The architect emphasized that there is no revising the plan - "this is it."  He also urged the Board to get moving to avoid "competition for labor with VA," noted, somewhat ironically, that the "joint" hospital across S. Galvez would raise costs for proceeding as it procured construction labor.  So much for synergy.

In other news, Mr. Rod West resigned from the Board.  The next meeting of the UMC Board will be on January 19, 2011.

Thursday, December 9, 2010

Orleans House is now For Sale















Apparently the mansion at 1800 Canal is now up for sale - after a sheriff's sale for the property was stopped (although other properties did proceed to auction that day):

30 Pallets of Bricks















Brick Man and friends have been busy in the VA Hospital Footprint, as evidenced by the salvaged bricks lined up on S. Galvez earlier today.

A New Neighbor


















This vehicle appeared recently on the site of an old corner store and residence building that had been renovated in early 2010 prior to its demolition.

In the background, Outer Banks persists, still open in the evenings.

"planning on a scale that resembles the worst of the urban renewal era."

New Urban News published a great piece today about the failings of the LSU/VA hospital site in Lower Mid-City.

The blog post/article quotes a number of the individuals most intimately familiar with the drawbacks of the project - and links to this blog.

While I think the house moving aspect of the project was ultimately a positive - even if the roofs did have to come off because of serious time constraints - the piece nevertheless gives a better understanding of the laundry list of concerns the continue to encircle the site.

Remnants

Wednesday, December 8, 2010

Demolition Steam Rolls On in LSU Footprint


















Demolition of movable historic homes continued today in the LSU Footprint.















The first three houses shown here - after salvage was well underway - are completely gone now, along with a fourth building just out of the shot at left.  Another streetscape lost.


















LSU, the State of Louisiana, and the University Medical Center Board - which includes representatives from a number of institutions, such as Tulane - still do not have adequate funds to finance the construction of the proposed hospital.

> Tasks for this exercise
**1.** In the hospital-site blog excerpt, why did the architect urge the Board to get moving? Answer in one to three sentences.
**2.** Write what comes next in the hospital-site blog excerpt, starting after its last sentence.
The lines after this point are not needed for any of this.

Saved data entries:
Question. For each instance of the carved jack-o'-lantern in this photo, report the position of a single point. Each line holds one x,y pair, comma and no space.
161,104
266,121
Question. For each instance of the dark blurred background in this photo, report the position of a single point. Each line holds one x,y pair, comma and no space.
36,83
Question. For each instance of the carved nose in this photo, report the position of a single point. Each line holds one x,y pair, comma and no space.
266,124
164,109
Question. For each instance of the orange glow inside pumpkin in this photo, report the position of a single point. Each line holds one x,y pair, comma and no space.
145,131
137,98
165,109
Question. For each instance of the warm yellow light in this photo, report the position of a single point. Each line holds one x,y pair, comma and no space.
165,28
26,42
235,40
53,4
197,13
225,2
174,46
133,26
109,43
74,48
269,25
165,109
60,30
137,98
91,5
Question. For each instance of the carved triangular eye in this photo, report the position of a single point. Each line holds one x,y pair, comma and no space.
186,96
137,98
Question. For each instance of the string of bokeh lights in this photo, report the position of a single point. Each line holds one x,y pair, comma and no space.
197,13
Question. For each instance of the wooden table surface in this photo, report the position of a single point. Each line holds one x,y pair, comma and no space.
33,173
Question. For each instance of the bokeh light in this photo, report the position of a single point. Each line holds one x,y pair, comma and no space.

> Task-by-task answers
**1.** He wanted the Board to avoid "competition for labor with VA." The VA hospital across S. Galvez would be hiring construction labor at the same time, and that would raise costs for proceeding.

**2.**
Few Streets Remain in VA Hospital Footprint















Today, I found a patch of Cleveland Avenue torn up just below S. Tonti Street.  Cleveland is also no longer a street just outside the Footprint from S. Rocheblave to S. Dorgenois - it's torn up several feet below grade (affecting people who don't even live in the Footprint in a major way).

A patch of Palmyra Street, too, was gone - the block above Outer Banks. 



















Thus, two of the remaining thoroughfares through the site were drastically limited today.  Technically, there is no longer a legal way to get through the streets of the VA Footprint - if you still count one-way requirements.  To drive through the Footprint, for those of you familiar with the site, one would have to drive the wrong way up Palmyra Street from S. Galvez, turn on S. Tonti and head up the one-way on Cleveland to S. Rocheblave, which is not really a street at this point, and turn left to head across the dirt over to Banks.

That's just fair warning to anyone attempting to drive or walk through. 

Still, it does not seem that law enforcement has been overly stringently in requiring adherence to the old one-way requirements, which is fortunate for the residents and the business that remain.  I would be cautious nonetheless.

UPDATE: Staff at Outer Banks bar say the police have okayed using what's left of Palmyra Street as a two-way street.